Document segment.
⁂
Batch inserts and LAST_INSERT_ID with Slick and MariaDB - scala

I'm trying to insert some data into a MariaDB database. I got two tables and I have to insert the rows (using a batch insert) into the first table and use the IDs of the newly-inserted rows to perform a second batch insert into the second table.
I'm doing so in Scala using Alpakka Slick. For the purpose of this question, let's call tests the main table and dependent the second one.
⁂
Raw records
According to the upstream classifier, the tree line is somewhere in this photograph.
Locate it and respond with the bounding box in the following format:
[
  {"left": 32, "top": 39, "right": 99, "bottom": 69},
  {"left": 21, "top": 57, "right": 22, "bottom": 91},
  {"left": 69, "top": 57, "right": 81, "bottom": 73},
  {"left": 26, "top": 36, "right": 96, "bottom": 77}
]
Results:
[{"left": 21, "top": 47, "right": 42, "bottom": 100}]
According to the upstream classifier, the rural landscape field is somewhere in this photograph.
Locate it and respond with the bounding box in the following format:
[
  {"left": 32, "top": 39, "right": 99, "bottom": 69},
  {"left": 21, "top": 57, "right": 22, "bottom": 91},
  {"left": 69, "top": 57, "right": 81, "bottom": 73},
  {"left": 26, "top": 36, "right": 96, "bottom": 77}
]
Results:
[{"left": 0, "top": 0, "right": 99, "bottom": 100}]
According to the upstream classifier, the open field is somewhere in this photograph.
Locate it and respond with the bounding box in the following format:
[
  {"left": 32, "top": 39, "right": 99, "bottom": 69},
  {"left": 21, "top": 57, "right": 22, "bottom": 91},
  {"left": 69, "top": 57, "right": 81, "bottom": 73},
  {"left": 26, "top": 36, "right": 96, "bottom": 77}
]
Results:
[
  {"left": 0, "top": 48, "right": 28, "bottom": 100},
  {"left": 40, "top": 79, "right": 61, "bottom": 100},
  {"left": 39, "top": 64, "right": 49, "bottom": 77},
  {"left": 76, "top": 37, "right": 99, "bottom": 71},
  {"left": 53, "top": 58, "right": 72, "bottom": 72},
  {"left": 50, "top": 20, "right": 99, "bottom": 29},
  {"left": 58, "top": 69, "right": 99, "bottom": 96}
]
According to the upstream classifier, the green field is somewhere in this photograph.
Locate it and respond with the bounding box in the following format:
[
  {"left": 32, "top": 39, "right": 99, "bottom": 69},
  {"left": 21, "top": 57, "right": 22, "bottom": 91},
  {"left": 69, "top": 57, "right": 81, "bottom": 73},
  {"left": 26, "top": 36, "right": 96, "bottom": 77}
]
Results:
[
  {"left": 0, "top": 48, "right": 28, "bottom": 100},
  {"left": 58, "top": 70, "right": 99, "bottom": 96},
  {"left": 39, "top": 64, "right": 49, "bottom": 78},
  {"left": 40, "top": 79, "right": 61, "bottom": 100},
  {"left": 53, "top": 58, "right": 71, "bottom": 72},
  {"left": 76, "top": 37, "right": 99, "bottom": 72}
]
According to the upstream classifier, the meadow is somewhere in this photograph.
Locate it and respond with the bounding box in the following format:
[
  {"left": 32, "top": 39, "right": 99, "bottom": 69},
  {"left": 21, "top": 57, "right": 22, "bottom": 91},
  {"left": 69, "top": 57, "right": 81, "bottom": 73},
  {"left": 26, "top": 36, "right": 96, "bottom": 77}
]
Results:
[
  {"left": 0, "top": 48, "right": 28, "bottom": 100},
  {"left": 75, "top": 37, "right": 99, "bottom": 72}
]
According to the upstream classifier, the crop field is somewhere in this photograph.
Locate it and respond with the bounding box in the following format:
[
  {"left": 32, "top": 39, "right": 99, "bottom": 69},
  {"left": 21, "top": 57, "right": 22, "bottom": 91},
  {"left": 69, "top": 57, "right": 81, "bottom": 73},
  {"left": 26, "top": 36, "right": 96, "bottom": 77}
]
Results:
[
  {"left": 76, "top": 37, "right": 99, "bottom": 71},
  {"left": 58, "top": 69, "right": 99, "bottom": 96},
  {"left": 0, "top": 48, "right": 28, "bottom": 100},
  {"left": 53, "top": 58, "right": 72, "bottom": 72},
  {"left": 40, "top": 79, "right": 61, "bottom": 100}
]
⁂
Set tasks.
[A] Reproduce the records verbatim, beginning with the line that contains "According to the upstream classifier, the crop" and continuing through the final line of the records, with both ends included.
[B] Pick up the question about batch inserts with Slick and MariaDB after its last sentence and continue it.

Expected answers.
[A]
According to the upstream classifier, the crop field is somewhere in this photograph.
Locate it and respond with the bounding box in the following format:
[
  {"left": 32, "top": 39, "right": 99, "bottom": 69},
  {"left": 21, "top": 57, "right": 22, "bottom": 91},
  {"left": 69, "top": 57, "right": 81, "bottom": 73},
  {"left": 26, "top": 36, "right": 96, "bottom": 77}
]
Results:
[
  {"left": 76, "top": 37, "right": 99, "bottom": 71},
  {"left": 58, "top": 69, "right": 99, "bottom": 96},
  {"left": 0, "top": 48, "right": 28, "bottom": 100},
  {"left": 53, "top": 58, "right": 72, "bottom": 72},
  {"left": 40, "top": 79, "right": 61, "bottom": 100}
]

[B]
At the moment, my algorithm is as follows:
Insert the rows into tests
Fetch the ID of the first row in the batch using SELECT LAST_INSERT_ID();
Knowing the ID of the first row and the number of rows in the batch, compute by hand the other IDs and use them for the insertion in the second table
This works pretty well with only one connection at a time. However, I'm trying to simulate a scenario with multiple attempts to write simultaneously. To do that, I'm using Scala parallel collections and Akka Stream Source as follows:
// three sources of 10 random Strings each
val sources = Seq.fill(3)(Source(Seq.fill(10)(Random.alphanumeric.take(3).mkString))).zipWithIndex
val parallelSources: ParSeq[(Source[String, NotUsed], Int)] = sources.par
parallelSources.map { case (source, i) =>
source
.grouped(ChunkSize) // performs batch inserts of a given size
.via(insert(i))
.zipWithIndex
.runWith(Sink.foreach { case (_, chunkIndex) => println(s"Chunk $chunkIndex of source $i done") })
}
I'm adding an index to each Source just to use it a prefix in the data I write in the DB.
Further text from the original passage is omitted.